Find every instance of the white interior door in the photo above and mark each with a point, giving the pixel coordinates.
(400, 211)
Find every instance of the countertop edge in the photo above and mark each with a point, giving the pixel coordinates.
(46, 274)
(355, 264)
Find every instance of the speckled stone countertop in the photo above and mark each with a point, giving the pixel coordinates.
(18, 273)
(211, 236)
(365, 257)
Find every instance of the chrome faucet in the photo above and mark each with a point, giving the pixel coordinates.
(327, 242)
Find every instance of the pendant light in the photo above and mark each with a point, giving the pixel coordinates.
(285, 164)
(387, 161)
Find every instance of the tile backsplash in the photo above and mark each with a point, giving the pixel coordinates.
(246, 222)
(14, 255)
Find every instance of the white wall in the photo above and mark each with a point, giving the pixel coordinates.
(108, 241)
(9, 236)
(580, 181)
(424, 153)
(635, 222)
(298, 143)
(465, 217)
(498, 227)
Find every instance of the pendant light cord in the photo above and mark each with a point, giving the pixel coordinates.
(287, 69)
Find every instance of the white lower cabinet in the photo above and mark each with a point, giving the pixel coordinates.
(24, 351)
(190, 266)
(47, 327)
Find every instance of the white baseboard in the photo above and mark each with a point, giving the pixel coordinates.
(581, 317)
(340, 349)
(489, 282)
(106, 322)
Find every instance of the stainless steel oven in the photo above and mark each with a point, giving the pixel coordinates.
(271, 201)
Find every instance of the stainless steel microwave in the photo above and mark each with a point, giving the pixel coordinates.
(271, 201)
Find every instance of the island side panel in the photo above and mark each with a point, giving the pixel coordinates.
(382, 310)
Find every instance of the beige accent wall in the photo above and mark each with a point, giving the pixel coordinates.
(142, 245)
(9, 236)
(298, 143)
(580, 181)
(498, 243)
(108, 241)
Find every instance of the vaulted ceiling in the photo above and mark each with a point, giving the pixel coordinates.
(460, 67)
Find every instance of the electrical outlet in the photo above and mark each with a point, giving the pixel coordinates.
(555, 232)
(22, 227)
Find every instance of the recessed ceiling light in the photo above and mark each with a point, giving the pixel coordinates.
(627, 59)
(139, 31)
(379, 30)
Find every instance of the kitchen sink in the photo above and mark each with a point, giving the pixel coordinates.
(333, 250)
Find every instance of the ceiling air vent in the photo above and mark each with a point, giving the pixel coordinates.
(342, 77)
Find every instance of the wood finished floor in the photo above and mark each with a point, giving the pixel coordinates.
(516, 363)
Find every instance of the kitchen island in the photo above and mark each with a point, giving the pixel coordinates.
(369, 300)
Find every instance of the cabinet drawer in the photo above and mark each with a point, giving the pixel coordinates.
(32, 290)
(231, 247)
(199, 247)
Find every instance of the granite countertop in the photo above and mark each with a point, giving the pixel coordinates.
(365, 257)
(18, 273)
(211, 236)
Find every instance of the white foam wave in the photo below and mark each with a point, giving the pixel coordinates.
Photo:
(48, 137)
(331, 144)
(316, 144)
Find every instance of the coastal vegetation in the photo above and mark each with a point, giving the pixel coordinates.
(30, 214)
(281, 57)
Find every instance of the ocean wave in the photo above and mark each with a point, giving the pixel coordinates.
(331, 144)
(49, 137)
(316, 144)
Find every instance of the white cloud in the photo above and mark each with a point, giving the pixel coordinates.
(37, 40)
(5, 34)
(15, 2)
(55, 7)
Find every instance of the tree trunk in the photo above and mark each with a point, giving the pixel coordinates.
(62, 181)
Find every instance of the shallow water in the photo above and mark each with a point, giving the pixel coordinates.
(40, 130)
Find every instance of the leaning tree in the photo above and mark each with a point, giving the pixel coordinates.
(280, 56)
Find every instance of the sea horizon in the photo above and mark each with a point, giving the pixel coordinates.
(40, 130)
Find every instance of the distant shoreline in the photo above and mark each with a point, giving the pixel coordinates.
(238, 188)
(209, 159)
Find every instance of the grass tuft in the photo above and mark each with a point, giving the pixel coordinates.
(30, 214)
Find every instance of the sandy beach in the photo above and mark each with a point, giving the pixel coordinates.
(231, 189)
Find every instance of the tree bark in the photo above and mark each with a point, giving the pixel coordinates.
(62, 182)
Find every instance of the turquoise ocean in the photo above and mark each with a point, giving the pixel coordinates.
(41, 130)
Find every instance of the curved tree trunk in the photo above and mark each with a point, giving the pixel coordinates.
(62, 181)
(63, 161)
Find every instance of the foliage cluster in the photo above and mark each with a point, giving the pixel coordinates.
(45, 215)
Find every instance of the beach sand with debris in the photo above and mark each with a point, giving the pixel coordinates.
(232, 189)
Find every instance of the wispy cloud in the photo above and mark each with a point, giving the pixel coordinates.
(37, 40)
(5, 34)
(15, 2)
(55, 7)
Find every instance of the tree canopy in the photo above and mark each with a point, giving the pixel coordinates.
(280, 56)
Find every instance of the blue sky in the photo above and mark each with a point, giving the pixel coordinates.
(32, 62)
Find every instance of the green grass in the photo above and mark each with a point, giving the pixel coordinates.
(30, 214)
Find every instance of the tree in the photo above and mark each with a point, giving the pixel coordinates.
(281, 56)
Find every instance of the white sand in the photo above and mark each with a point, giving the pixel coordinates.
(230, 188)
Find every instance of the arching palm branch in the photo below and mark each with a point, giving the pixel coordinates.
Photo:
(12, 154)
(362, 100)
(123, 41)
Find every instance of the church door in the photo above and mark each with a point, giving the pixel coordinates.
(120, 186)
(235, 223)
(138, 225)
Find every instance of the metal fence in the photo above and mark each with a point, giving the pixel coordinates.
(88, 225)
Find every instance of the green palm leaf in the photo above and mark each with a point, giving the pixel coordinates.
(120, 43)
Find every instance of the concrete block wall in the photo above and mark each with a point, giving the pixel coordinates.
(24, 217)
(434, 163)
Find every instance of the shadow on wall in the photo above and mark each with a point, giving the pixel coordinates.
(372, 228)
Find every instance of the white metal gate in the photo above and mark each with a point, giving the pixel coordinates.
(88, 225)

*What you will do*
Arrange all of the lines above as a two-column CSV with the headers text and coordinates. Give each worded line its own row in one quoted field, and place the coordinate pairs that follow it in a second quoted field, with line breaks replaced by spaces.

*The solution*
text,coordinates
"Find every instance of the white interior door in the photo above and mark each with a point, giving the pixel coordinates.","(400, 211)"
"Find every instance of the countertop edge in the photo above and mark each with a point, giving the pixel coordinates.","(46, 274) (355, 264)"
"Find every instance of the speckled stone countertop in the photo above and mark each with a point, giving the pixel coordinates.","(18, 273) (211, 236) (365, 257)"
"Find every instance of the chrome faucet in the photo above and mark each with a point, giving the pixel coordinates.","(327, 242)"
"Find every instance of the pendant light in the photo above and mark each with a point, giving the pixel coordinates.","(285, 164) (387, 161)"
"Find every instance of the tile backsplash in the photo above and mark each with a point, giving the pixel coordinates.","(246, 222) (14, 255)"
"Find every instance of the white wall in the photo above and mark each with a point, giving the pixel coordinates.","(108, 241) (9, 236) (580, 181) (424, 153) (635, 222) (298, 143) (465, 217) (498, 227)"
"Find every instance of the pendant light cord in the photo above and mark each with a point, giving the pixel coordinates.","(287, 69)"
"Find every instance of the white lower cabinet in the photo above and mark each with a point, giving the pixel coordinates.","(24, 351) (190, 266) (47, 327)"
"Find every instance of the white baseboard in the photo above and mark each with a point, giving the pixel coordinates.","(581, 317) (340, 349) (489, 282) (106, 322)"
"Find every instance of the stainless steel oven in the photo above and mark each with a point, giving the pixel coordinates.","(271, 201)"
"Find every instance of the stainless steel microwave in the photo above and mark each with a point, giving the pixel coordinates.","(271, 201)"
"Find every instance of the island side panel in the photo above and mark each with a point, giving the pixel coordinates.","(382, 310)"
"Find every instance of the beige accent wall in the photo above and mark each with a point, giving the pixel coordinates.","(142, 245) (9, 236) (298, 143) (580, 181) (498, 243) (108, 241)"
"Find every instance of the vaulted ceiling in the photo above and mark each with a point, giving the pixel coordinates.","(460, 67)"
"Find every instance of the electrical outlet in the photo above and mark each with a point, giving the pixel coordinates.","(555, 232) (22, 227)"
"Find every instance of the recessed ceiling light in the photo above and mark each with a point, giving the pixel coordinates.","(627, 59) (139, 31) (379, 30)"
"Find every instance of the kitchen sink in the photo above and mark each with a point, giving the pixel coordinates.","(333, 250)"
"Find every instance of the ceiling air vent in the photo above and mark each with a point, giving the pixel coordinates.","(342, 77)"
"Find every instance of the wood finished floor in the photo above and mark each with a point, giving the pixel coordinates.","(516, 363)"
"Find every instance of the kitchen island in the photo above and mark each with a point, giving the pixel coordinates.","(369, 300)"
"Find every instance of the cabinet drawer in the photo above and mark each with a point, giving the pixel coordinates.","(32, 290) (231, 247) (199, 247)"
"Find every instance of the granite countertop in the photo above and mark each with a point, giving the pixel coordinates.","(365, 257) (18, 273) (211, 236)"
"Find every instance of the white foam wave in the photo below and mark each with a point, giving the pixel coordinates. Photo:","(48, 137) (331, 144) (316, 144)"
"Find every instance of the coastal vegetation in the photo above and mark each with a point, giving the pixel coordinates.","(30, 214) (281, 57)"
"Find every instance of the ocean wave in the photo above and mark each with a point, giving the pixel coordinates.","(331, 144) (49, 137) (316, 144)"
"Find every instance of the white cloud in the photo above and mark each with a point, giving the pixel coordinates.","(37, 40) (5, 34) (15, 2) (55, 7)"
"Find every instance of the tree trunk in the photo above and mark each with a point, giving the pixel coordinates.","(62, 181)"
"Find every instance of the shallow water in the photo above and mark each with a point, giving the pixel coordinates.","(40, 130)"
"Find every instance of the leaning tree in the photo above and mark each with a point, giving the pixel coordinates.","(280, 56)"
"Find every instance of the sea horizon in the photo above and mark each with a point, giving the pixel coordinates.","(40, 130)"
"Find every instance of the distant shoreline in the photo above and mark each with a point, giving the pixel coordinates.","(238, 188) (209, 159)"
"Find every instance of the grass tuft in the photo above and mark each with a point, giving the pixel coordinates.","(30, 214)"
"Find every instance of the sandy beach in the photo above and mark each with a point, giving the pixel coordinates.","(231, 189)"
"Find every instance of the tree bark in the photo above and mark each with a point, giving the pixel coordinates.","(62, 182)"
"Find every instance of the turquoise ocean in the photo above and mark each with a point, giving the pixel coordinates.","(41, 130)"
"Find every instance of the curved tree trunk in the photo above and mark each with a point, giving the pixel coordinates.","(62, 181) (63, 161)"
"Find every instance of the foliage cluster in the photo above and mark each with a point, giving the pixel coordinates.","(45, 215)"
"Find every instance of the beach sand with debris in the photo above and mark each with a point, giving the pixel coordinates.","(232, 189)"
"Find every instance of the wispy cloud in the photo above and mark each with a point, giving the pixel coordinates.","(37, 40) (5, 34) (15, 2) (55, 7)"
"Find every instance of the tree canopy in the photo above and mark each with a point, giving the pixel coordinates.","(280, 56)"
"Find every instance of the blue sky in the photo above and mark each with a point, giving the pixel coordinates.","(32, 62)"
"Find every instance of the green grass in the photo above and mark each with a point, giving the pixel coordinates.","(30, 214)"
"Find every instance of the tree in the photo above and mark each with a point, giving the pixel coordinates.","(281, 56)"
"Find every instance of the white sand in the photo above and mark each with a point, giving the pixel coordinates.","(230, 188)"
"Find every instance of the arching palm branch in the photo below and mark each with a point, giving the pixel coordinates. Photo:","(12, 154) (362, 100) (123, 41)"
"Find every instance of the church door in the photo above and mark each with a point, giving the pixel coordinates.","(120, 186) (235, 223) (138, 225)"
"Find every instance of the metal fence in the photo above and mark each with a point, giving the pixel coordinates.","(88, 225)"
"Find every instance of the green palm leaf in the photo above and mark each with a point, giving the pixel coordinates.","(120, 43)"
"Find every instance of the concrete block wall in the photo above and mark each with a point, giving the pixel coordinates.","(24, 217) (434, 163)"
"Find every instance of the shadow on wall in the photo above and mark each with a point, giving the pixel coordinates.","(372, 228)"
"Find every instance of the white metal gate in the photo above and mark each with a point, giving the pixel coordinates.","(88, 225)"